◆ Requirements ◆
Repeat all of the records verbatim.
^^^^^^^^^^^^^^^^
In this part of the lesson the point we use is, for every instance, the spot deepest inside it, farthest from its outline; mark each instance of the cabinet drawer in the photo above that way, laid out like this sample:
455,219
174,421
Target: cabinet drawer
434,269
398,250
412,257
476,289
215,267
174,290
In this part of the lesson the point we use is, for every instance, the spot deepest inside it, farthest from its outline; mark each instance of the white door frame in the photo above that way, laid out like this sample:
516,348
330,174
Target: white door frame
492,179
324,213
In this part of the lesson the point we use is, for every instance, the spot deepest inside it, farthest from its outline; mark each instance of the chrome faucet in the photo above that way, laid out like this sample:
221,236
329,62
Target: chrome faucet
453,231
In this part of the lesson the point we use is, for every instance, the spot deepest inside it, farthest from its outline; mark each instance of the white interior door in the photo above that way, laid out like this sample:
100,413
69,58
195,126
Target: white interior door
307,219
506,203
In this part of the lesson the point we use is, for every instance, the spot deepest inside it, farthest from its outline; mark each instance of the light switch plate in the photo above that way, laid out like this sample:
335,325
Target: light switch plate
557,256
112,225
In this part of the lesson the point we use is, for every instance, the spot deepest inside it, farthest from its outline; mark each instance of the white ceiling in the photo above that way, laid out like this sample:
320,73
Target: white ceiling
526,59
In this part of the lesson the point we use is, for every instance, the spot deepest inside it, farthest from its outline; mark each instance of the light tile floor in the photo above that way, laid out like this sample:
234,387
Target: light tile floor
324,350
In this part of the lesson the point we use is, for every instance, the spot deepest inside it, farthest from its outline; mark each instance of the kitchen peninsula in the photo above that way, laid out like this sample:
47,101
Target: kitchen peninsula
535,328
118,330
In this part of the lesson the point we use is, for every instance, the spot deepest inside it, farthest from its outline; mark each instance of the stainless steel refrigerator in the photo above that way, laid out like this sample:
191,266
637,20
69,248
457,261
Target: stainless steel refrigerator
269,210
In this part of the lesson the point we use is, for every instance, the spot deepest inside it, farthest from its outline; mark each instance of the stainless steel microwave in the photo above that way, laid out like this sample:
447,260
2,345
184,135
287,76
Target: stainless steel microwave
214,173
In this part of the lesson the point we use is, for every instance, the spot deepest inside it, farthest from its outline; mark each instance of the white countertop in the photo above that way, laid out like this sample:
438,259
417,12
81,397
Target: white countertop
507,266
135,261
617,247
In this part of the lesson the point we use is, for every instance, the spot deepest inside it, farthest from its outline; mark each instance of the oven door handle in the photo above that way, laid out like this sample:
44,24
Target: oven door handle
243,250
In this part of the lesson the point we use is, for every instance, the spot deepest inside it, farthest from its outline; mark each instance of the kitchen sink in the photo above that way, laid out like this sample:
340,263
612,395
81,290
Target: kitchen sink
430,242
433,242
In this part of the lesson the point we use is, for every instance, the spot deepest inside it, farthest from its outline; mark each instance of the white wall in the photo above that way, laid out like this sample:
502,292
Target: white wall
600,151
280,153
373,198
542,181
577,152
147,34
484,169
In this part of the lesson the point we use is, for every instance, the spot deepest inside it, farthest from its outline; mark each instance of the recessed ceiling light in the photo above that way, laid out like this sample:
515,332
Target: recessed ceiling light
^^^^^^^^^^^^^^^^
◆ Task result ◆
In this part of the lesson the point we use is, for every instance, the spot deepest inside it, farthest from its outline; mark each instance of the cabinet drawer in the photo above that way, laid out like this sample:
455,219
174,421
Target: cabinet drawer
434,269
398,250
412,257
476,289
215,267
174,290
In this part of the lesson the point we use is, for every instance, the spot deepest inside it, farthest from its outline; mark each instance of the white door frame in the photo above that way, laid out like this sample:
516,348
330,174
Target: white door frame
492,179
324,213
In this part of the lesson the point we use is, for every instance, the spot deepest inside it, farthest from its outline; mark each instance of the chrome faucet in the photo above that way, laid out like this sample:
221,236
329,62
Target: chrome faucet
453,231
In this part of the lesson the point we use is, for every instance, the spot deepest inside it, farthest from its outline; mark each instance of the white interior door in the photo above that way, laid out like this sample:
100,413
69,58
195,126
Target: white interior door
307,219
506,203
In this part of the lesson the point we use is, for every instance, the spot deepest inside it, farthest from its outline; mark each instance of the light switch plate in the photo above that way, laid out like this sample:
335,325
Target: light switch plate
557,256
112,225
In this part of the lesson the point we use is, for every instance, the spot deepest inside it, farthest from its outline; mark each instance of the white ceiling in the photo above that way, laid out like this sample:
320,73
Target: white ceiling
526,59
In this part of the lesson the point we use is, for every instance, the spot deepest inside it, farthest from its outline; mark each instance of the light tile floor in the photo above that way, laid out like this sample:
234,387
Target: light tile floor
324,350
In this part of the lesson the point we use is, for every instance, the spot deepest inside it, farthest from its outline; mark each instance of the kitchen peninsula in the photo above that way, laid out like this sample:
47,101
Target: kitchen peninsula
535,328
118,330
In this part of the lesson the point we use is, for every instance, the spot deepest inside it, farthest from its outline; mark each instance of the stainless steel refrigerator in the photo above that way, laid out like this sample:
191,266
637,20
69,248
457,261
Target: stainless steel refrigerator
269,210
In this part of the lesson the point we use is, for every instance, the spot deepest inside it, farthest from its outline; mark each instance of the stainless steel microwave in the photo above that way, laid out like this sample:
447,260
2,345
184,135
287,76
Target: stainless steel microwave
214,173
In this part of the lesson the point we use is, for every instance, the spot deepest inside it, farthest from its outline; mark each instance of the white countertop in the photo above that way, laid out like this sample:
438,259
417,12
81,397
Target: white countertop
507,266
135,261
617,247
In this part of the lesson the point we use is, for every instance, the spot deepest inside it, farthest from its outline; mark each instance of the oven door handle in the photo above that way, laid out like this sample:
44,24
Target: oven door handle
243,250
In this part of the lesson the point we use is, for every instance, the spot deepest inside it, farthest from its outline; mark each instance of the kitchen sink in the photo above that way, laid out like this sample:
340,263
612,395
81,290
Target: kitchen sink
430,242
433,242
In this part of the lesson the point we use is, for every instance, the spot deepest inside it, farthest from its outline; mark each instance of the white wall in the photo above that way, laid out like this sample:
502,292
Target: white wall
600,151
280,153
373,198
542,181
577,152
147,34
484,169
In this part of the lesson the point we use is, for every instance, the spot deepest inside it, farthest from its outline; mark each instance of the recessed ceiling light in the photo above that way, laid out like this sample:
515,332
Target: recessed ceiling light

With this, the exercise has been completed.